[begin Input material]
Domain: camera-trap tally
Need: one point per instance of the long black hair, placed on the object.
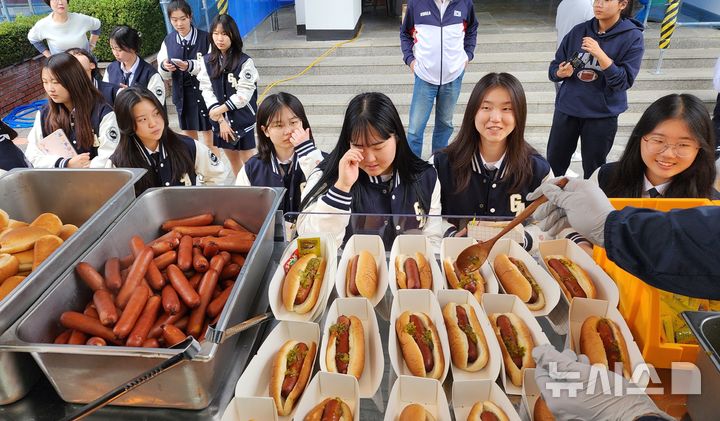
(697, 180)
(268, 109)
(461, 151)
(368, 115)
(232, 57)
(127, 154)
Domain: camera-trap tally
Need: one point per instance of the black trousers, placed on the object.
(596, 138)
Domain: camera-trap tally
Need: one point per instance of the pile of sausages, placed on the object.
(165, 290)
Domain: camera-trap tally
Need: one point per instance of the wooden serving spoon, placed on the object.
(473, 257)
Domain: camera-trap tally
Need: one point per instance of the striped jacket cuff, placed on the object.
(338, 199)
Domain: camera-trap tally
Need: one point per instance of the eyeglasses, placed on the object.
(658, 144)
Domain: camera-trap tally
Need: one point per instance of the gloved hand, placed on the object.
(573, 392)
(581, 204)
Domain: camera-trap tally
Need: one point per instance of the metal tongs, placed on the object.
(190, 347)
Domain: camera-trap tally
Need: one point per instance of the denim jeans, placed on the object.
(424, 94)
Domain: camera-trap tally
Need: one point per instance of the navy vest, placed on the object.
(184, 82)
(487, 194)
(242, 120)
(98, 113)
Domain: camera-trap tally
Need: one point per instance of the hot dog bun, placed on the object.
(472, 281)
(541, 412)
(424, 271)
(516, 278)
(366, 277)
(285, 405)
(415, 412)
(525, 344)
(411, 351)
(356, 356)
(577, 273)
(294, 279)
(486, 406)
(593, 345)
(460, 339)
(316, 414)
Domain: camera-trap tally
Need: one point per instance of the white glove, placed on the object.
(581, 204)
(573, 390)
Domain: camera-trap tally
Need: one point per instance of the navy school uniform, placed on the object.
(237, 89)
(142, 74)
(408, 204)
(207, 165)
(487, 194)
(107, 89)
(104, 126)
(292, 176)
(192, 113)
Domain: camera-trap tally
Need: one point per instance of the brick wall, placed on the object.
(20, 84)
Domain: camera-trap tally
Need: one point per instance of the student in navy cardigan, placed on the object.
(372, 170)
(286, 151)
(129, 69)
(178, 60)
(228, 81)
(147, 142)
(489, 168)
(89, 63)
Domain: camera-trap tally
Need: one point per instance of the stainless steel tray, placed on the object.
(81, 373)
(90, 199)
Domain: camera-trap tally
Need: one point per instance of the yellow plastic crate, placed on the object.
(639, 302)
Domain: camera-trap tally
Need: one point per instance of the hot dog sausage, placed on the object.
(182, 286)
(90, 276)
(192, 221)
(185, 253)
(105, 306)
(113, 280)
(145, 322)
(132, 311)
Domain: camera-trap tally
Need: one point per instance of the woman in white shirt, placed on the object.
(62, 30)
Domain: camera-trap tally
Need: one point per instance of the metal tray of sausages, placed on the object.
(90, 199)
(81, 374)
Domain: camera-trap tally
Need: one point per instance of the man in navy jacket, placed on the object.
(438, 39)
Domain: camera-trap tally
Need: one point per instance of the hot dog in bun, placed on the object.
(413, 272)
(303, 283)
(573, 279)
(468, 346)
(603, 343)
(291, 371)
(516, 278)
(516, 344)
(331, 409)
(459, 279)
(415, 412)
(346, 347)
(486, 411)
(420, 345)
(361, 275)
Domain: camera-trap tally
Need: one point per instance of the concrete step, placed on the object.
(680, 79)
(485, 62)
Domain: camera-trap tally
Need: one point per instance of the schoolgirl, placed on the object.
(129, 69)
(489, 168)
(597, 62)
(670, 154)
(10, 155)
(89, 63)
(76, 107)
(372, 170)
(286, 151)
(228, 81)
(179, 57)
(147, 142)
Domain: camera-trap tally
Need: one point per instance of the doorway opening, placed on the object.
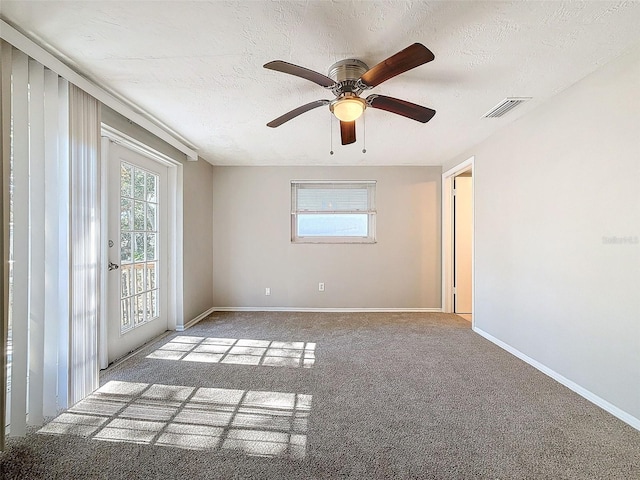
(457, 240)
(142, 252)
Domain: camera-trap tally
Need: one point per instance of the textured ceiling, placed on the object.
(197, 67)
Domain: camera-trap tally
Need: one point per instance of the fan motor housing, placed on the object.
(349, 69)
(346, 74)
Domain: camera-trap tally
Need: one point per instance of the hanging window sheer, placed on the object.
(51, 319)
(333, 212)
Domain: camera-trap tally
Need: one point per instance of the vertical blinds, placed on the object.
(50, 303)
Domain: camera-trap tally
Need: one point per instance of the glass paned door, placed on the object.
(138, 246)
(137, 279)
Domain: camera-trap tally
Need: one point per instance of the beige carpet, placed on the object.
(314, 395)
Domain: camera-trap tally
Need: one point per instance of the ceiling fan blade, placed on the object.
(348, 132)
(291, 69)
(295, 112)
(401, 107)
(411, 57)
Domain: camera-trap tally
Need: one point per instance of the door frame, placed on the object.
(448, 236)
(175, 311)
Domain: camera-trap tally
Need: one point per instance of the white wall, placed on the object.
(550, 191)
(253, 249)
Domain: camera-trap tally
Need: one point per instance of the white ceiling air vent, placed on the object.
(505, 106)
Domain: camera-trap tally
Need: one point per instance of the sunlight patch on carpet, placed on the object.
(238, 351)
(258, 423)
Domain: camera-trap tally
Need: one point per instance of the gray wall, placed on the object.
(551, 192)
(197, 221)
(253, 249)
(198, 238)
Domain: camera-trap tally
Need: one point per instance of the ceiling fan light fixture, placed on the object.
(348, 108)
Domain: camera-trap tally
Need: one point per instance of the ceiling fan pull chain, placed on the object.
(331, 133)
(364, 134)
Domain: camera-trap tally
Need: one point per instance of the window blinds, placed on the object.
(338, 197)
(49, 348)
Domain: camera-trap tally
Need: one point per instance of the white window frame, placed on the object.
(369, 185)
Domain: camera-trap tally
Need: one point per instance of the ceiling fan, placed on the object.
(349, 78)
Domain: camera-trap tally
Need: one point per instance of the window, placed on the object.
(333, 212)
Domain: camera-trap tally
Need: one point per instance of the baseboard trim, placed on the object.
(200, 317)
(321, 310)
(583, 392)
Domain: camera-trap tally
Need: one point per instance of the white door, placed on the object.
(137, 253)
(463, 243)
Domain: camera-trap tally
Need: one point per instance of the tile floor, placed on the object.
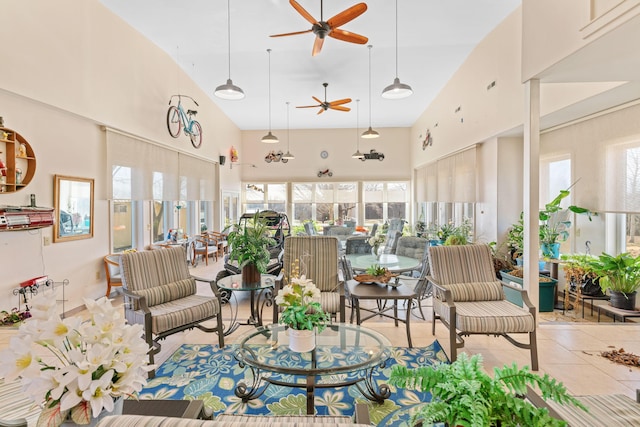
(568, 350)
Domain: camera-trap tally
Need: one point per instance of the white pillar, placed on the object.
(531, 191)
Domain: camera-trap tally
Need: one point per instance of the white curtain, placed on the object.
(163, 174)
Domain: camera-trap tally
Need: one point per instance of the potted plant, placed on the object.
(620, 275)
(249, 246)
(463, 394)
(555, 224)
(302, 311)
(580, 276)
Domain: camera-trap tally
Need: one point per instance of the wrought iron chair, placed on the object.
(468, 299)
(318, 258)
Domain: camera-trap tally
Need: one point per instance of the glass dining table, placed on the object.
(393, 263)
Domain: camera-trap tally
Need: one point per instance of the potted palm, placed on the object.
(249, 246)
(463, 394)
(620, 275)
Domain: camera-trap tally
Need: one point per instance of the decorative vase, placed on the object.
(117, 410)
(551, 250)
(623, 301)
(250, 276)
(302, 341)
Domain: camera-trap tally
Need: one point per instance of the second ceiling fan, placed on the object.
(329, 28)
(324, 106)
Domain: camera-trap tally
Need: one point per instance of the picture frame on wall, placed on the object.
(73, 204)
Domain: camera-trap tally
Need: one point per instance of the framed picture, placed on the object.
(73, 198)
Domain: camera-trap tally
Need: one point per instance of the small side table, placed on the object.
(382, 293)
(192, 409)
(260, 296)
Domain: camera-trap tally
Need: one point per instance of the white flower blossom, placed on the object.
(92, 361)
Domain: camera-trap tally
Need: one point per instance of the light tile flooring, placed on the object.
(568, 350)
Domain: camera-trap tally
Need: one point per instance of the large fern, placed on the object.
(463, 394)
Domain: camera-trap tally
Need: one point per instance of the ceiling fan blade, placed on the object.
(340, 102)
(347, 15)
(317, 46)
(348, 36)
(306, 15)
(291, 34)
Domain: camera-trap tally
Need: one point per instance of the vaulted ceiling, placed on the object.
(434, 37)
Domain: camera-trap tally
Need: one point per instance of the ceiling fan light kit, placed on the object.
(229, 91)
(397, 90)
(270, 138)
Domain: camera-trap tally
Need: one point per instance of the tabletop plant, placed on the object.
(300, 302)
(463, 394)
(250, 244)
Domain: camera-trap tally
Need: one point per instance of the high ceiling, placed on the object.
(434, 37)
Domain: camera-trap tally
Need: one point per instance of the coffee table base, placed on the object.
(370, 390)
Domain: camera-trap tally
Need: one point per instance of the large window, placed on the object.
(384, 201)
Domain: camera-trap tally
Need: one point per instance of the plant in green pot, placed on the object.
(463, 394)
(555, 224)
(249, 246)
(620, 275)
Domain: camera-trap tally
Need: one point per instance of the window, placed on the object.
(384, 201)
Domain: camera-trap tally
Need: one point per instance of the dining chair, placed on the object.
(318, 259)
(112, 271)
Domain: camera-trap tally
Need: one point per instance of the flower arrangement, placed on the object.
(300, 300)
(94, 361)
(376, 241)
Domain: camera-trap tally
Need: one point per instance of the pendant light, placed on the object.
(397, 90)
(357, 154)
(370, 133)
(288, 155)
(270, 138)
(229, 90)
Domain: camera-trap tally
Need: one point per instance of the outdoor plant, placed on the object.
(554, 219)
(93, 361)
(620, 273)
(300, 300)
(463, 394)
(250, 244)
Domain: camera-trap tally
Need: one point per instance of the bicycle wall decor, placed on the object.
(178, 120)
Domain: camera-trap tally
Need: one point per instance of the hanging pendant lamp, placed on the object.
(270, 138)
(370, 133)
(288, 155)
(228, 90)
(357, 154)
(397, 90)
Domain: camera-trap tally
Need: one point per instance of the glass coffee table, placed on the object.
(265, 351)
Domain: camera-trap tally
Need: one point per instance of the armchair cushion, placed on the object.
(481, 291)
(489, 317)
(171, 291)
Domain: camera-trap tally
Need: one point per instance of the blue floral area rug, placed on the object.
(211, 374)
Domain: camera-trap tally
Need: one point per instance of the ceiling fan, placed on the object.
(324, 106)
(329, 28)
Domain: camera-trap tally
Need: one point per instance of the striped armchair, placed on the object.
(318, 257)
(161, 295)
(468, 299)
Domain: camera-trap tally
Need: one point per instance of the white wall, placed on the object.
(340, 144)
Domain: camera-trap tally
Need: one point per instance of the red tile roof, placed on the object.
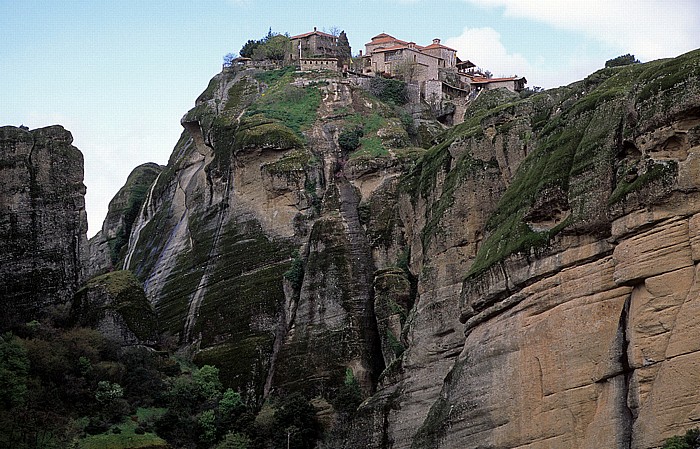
[end Input material]
== Exercise goal ==
State how many lines in the rows above contain the string "carpet", with case counting. Reply with the number only.

== Task result ==
2